Problems to work on:
1. Translate this sentence from the article on viewing figures for Queen Elizabeth II's funeral into Spanish: "The current most-watched TV event globally is a record that has stood for over 25 years, with Atlanta's 1996 Olympic opening ceremony viewed by 3.6 billion people worldwide, as per the Daily Star."
2. Write out the article on viewing figures for Queen Elizabeth II's funeral from "The figure would" to "historic sporting moments.".
3. Continue the article on viewing figures for Queen Elizabeth II's funeral, starting after its last sentence.

Extract to read Block Start

Queen Elizabeth II’s funeral, which is set to go ahead later today, is expected to smash the records regarding viewing figures, knocking off two iconic sporting moments from the top spots as the most-viewed TV event of all time.
With most major channels committing resources to mourn The Queen’s death and the creation of a Bank Holiday in the UK for the funeral, global viewing figures are expected to surpass a huge four billion.
That is more than half of the world’s population!
The figure would blow out of the water the two and a half billion globally that watched Princess Diana’s service in 1997, and it would also smash the current records for most-watched TV events which are two historic sporting moments.
Most-watched TV moment globally
The current most-watched TV event globally is a record that has stood for over 25 years, with Atlanta’s 1996 Olympic opening ceremony viewed by 3.6 billion people worldwide, as per the Daily Star.
The ceremony memorably featured Louisiana’s Muhammad Ali light the Olympic torch, and ‘The Greatest’ proclaiming in reference to his Parkinson’s disease that, “God gave me this physical impairment to remind me that I am not the greatest. He is.”
As well as smashing the record for most-watched event globally, The Queen’s funeral is expected to top the standings for most-watched event in the UK, demoting arguably the greatest moment in English sporting history.

Extract to read Block End
Data shown Block Start

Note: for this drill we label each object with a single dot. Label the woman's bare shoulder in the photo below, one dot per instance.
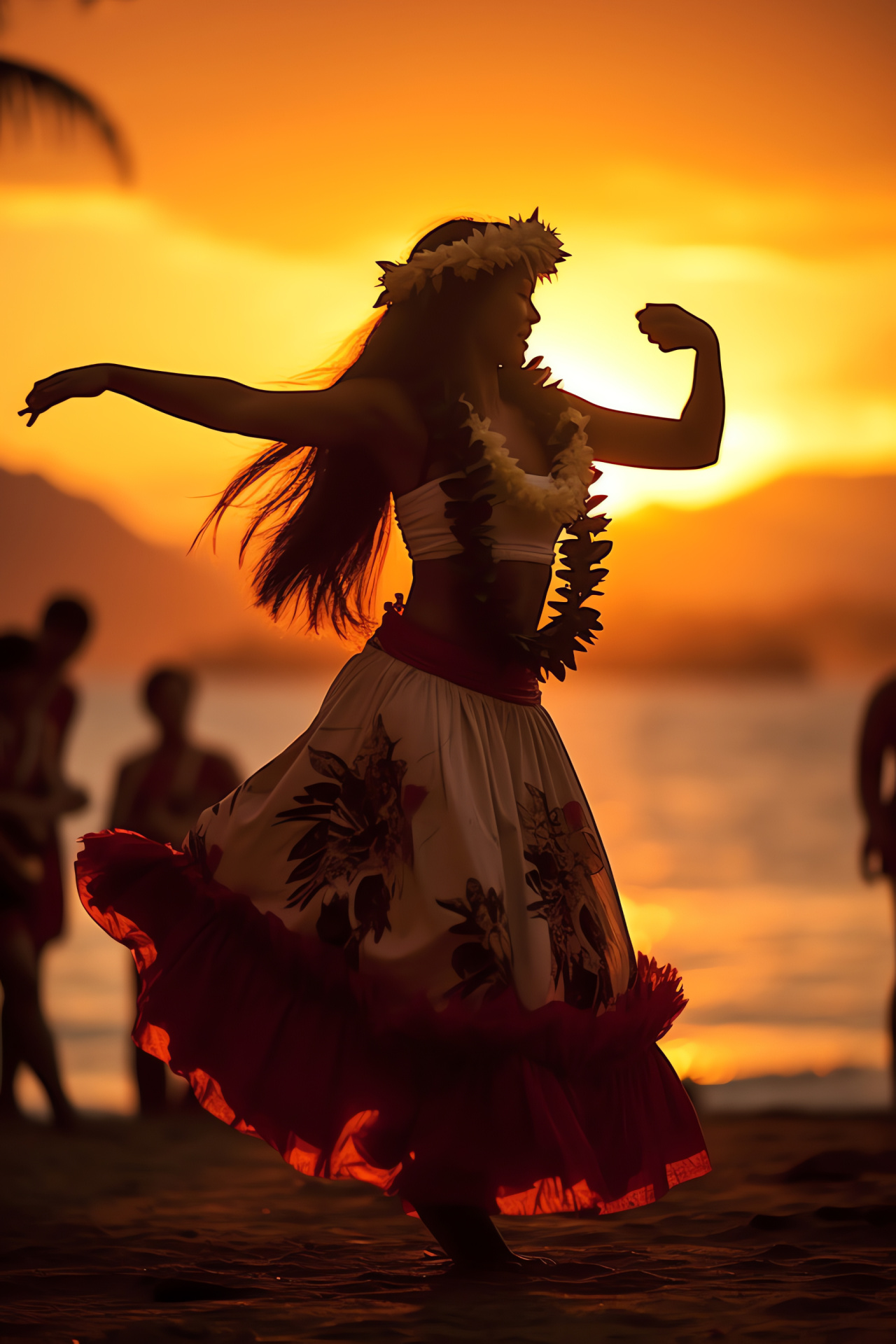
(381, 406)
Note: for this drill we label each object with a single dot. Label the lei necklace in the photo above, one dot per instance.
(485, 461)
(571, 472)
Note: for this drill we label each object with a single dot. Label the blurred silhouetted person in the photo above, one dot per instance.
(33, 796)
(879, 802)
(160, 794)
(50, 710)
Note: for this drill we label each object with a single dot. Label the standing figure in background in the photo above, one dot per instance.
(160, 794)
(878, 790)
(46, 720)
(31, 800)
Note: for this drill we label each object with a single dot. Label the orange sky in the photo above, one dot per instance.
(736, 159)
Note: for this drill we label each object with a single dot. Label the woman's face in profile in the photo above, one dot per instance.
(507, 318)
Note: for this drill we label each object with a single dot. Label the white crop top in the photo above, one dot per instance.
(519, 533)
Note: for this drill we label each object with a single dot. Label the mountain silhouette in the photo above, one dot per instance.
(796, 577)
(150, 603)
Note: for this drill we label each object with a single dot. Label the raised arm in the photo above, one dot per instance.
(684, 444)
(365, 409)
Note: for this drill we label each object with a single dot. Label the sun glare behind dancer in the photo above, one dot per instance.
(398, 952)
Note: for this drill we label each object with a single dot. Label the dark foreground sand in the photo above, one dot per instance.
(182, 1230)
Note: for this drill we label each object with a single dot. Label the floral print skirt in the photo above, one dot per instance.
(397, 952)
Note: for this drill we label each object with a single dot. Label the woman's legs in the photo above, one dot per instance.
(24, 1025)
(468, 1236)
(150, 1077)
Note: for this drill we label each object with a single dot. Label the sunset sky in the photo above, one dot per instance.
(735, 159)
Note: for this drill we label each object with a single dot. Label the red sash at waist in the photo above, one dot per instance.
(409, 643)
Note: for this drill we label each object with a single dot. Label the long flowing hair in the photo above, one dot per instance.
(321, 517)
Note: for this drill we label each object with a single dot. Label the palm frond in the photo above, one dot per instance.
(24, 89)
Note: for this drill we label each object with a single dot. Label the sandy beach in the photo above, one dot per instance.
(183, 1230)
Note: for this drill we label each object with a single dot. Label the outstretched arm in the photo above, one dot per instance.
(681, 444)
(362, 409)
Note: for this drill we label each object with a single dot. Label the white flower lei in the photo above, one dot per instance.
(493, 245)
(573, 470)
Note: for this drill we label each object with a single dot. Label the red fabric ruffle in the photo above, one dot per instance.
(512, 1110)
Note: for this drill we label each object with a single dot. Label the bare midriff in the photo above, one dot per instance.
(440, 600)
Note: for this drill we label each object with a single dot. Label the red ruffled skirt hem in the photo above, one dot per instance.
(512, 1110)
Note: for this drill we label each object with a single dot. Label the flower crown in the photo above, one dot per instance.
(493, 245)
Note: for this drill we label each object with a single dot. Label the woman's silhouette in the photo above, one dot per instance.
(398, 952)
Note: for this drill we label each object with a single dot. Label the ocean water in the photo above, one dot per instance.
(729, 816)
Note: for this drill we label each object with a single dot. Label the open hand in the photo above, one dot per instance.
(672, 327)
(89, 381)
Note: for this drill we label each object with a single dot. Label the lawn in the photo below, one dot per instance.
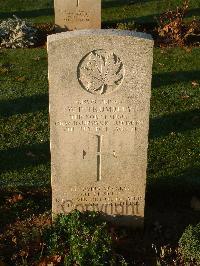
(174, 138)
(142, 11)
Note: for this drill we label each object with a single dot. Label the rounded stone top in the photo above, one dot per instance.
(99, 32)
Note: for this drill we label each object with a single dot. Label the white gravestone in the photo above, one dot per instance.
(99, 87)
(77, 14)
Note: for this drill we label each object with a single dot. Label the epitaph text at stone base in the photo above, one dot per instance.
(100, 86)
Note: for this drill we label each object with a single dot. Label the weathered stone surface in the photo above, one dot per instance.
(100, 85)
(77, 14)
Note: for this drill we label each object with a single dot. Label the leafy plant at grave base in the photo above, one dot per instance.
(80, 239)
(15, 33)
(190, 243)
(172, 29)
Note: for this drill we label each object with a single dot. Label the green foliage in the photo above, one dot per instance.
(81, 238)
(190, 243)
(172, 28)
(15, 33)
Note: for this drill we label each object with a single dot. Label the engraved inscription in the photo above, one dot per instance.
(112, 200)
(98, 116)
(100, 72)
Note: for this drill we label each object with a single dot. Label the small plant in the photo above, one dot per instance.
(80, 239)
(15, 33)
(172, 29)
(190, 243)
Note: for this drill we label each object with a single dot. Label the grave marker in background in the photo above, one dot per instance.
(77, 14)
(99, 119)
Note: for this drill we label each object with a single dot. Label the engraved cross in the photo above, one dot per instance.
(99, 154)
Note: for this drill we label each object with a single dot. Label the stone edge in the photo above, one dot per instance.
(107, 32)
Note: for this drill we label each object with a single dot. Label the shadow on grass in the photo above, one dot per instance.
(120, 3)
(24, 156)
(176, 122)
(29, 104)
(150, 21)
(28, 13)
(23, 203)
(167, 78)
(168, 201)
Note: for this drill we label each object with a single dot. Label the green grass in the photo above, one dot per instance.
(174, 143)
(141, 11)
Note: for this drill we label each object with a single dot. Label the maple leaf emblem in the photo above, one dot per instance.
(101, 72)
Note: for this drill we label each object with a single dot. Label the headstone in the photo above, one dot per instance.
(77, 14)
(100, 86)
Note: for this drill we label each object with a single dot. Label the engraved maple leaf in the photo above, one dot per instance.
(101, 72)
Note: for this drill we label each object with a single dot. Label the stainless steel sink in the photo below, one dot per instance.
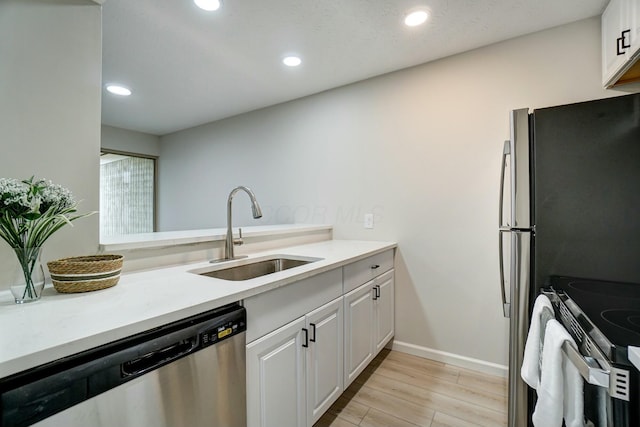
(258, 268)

Data shown Block End

Answers for the exercise:
1. El evento televisivo más visto a nivel mundial en la actualidad es un récord que se mantiene desde hace más de 25 años: la ceremonia de apertura de los Juegos Olímpicos de Atlanta de 1996, que vieron 3.600 millones de personas en todo el mundo, según el Daily Star.

2.
The figure would blow out of the water the two and a half billion globally that watched Princess Diana’s service in 1997, and it would also smash the current records for most-watched TV events which are two historic sporting moments.

3.
Most-watched TV moment in UK
England’s World Cup victory on home soil in 1966 was watched by 32.3 million people as it famously carried on into extra-time. And fittingly, it was Her Majesty Queen Elizabeth II that day who passed the Jules Rimet trophy to England captain Bobby Moore to lift aloft into the Old Wembley sky.
It still to this day remains the only World Cup England have won. Hopefully that can be corrected later this year as we head to Qatar for the 2022 edition of the tournament.
All major sporting events have been suspended for the day as a mark of respect for Queen Elizabeth II, and most major television channels will be following the service, which is to commence at 11am.
Thank you for your service, Queen Elizabeth II, and may you rest in peace.